• _PETUNJUK TUGAS_: Alihkan kalimat "Injil yang kita baca hari ini mengajar kita untuk keluar dari sikap yang negatif ketika berada dalam kondisi sulit." dari renungan tentang Markus 5:21-43 ke dalam bahasa Inggris.

#### BAGIAN DOKUMEN ####

Jumat, 11 Juni 2021

JANGAN MENYERAH MESKI TIDAK MUDAH

Jika Anda pernah berada di ruang Instalasi Gawat Darurat (IGD), hampir dipastikan Anda akan menyaksikan atau mendengar keluhan-keluhan pasien atau keluarganya yang merasa bahwa pelayanan rumah sakit kurang cepat, tidak mengerti kegawatan pasien, dan merasa waktu berjalan begitu lama. Pada umumnya setiap orang yang sedang dalam kondisi sakit, apalagi dalam keadaan kritis menginginkan agar dapat ditangani dengan baik dan secepat mungkin. Seolah-olah dirinya dan anggota keluarganya saja yang paling genting dan harus didahulukan untuk mendapatkan pelayanan.

 

Merasa diri harus paling didahulukan ini sejajar dengan orang yang sedang dalam kesusahan. Seolah hanya dirinyalah orang yang paling menderita, yang paling malang. Oleh karena itu perasaannya menjadi sensitif. Baperan! Mudah tersinggung, menyalahkan orang atau pihak lain dan menyalahkan keadaan bahkan menyalahkan Tuhan. Tanpa sadar, kondisi seperti ini alih-alih bertambah baik, justru semakin terjerembab pada lembah nestapa.

 

Injil yang kita baca hari ini mengajar kita untuk keluar dari sikap yang negatif ketika berada dalam kondisi sulit. Markus 5:21-43 berisi jalinan dua kisah orang-orang yang berada dalam situasi sulit bahkan kritis. Keduanya terlibat dalam tempat dan waktu yang hampir bersamaan. Yairus, seorang ayah yang dihormati sebagai kepala rumah ibadat datang kepada Yesus di pantai Danau Galilea, beberapa hari setelah Yesus kembali dari daerah orang Gadara di seberang Danau Galilea. Pada saat yang sama, seorang perempuan yang tersingkir dalam ketidakberdayaan karena sakit pendarahan mencari kesembuhan kepada Yesus juga. Yang satu meminta secara terbuka, yang lain - karena tabu kenajisan - harus mendekati-Nya secara tersembunyi.

 

Kedua kejadian itu terjalin. Tetapi tampaknya juga keduanya saling menghambat - tentu saja bukan disengaja. Bayangkan Anda sebagai Yairus, seorang ayah yang begitu mencintai putrinya. Putrinya tidak berdaya, sakit. Kritis! satu-satunya harapan hanya pada Yesus. Ia sudah mendapatkan-Nya dan Yesus bersedia untuk datang ke rumahnya. Harapan! Namun, dalam kondisi kegentingan ini, di tengah jalan ada seorang perempuan yang sudah dua belas tahun sakit pendarahan “menghambat” kecepatan Yesus untuk sampai ke rumahnya. Ditambah orang banyak yang berbondong-bondong berada di sekeliling Yesus. Bisa jadi Anda akan jengkel dan marah. Apalagi, di tengah perjalanan yang terhambat itu, menurut catatan Markus 5:35, seorang pegawai Yairus datang dan menyampaikan berita duka. Putrinya sudah meninggal, karena itu ia mengajukan pertanyaan, “Apa perlunya lagi engkau menyusah-nyusahkan Guru?”

#### DATA YANG DIBERIKAN ####

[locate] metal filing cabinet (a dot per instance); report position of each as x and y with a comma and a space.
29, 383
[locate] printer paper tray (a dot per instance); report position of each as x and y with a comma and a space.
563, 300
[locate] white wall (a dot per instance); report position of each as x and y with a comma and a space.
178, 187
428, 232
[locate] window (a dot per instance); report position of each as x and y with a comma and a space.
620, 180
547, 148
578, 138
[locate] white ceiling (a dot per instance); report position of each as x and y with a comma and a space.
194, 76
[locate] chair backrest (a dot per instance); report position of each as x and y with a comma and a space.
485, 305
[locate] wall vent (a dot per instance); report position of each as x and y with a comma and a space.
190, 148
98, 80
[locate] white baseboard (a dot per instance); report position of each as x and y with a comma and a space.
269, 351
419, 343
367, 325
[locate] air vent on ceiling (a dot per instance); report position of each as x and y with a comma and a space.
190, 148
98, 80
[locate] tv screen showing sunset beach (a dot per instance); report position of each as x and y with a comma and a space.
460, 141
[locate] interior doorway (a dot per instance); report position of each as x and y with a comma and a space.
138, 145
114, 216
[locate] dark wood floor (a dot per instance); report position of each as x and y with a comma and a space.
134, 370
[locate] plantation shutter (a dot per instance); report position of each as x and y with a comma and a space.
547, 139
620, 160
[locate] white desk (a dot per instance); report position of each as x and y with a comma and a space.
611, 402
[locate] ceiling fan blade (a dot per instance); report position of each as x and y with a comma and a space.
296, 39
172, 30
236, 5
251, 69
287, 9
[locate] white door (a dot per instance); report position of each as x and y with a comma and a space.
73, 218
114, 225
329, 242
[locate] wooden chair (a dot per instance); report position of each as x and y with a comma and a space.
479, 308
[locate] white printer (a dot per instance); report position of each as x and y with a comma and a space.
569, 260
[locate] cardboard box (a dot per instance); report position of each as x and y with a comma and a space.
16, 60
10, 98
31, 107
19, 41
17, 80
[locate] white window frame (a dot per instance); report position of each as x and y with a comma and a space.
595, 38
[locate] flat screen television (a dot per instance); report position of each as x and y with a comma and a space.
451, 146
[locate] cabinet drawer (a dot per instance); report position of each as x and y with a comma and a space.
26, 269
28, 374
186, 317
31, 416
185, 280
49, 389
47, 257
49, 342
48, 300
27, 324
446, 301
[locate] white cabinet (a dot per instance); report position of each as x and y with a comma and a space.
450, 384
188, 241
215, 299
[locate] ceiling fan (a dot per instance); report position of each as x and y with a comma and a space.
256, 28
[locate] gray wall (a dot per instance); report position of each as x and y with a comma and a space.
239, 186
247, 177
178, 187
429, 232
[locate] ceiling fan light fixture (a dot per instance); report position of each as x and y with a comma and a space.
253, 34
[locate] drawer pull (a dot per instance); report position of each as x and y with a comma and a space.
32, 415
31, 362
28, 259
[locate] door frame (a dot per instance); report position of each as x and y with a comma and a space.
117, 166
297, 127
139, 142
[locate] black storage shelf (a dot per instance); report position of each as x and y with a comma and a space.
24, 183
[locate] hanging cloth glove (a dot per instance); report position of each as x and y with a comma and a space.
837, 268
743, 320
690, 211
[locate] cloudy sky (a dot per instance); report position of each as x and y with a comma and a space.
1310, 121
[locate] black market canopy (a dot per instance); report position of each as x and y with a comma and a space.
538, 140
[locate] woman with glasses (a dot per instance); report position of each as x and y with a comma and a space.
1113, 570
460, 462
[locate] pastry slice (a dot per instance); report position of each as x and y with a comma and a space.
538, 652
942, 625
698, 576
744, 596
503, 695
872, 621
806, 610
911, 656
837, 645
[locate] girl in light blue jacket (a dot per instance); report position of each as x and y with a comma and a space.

####

• _JAWABAN_: The Gospel we read today teaches us to step out of a negative attitude when we are in difficult circumstances.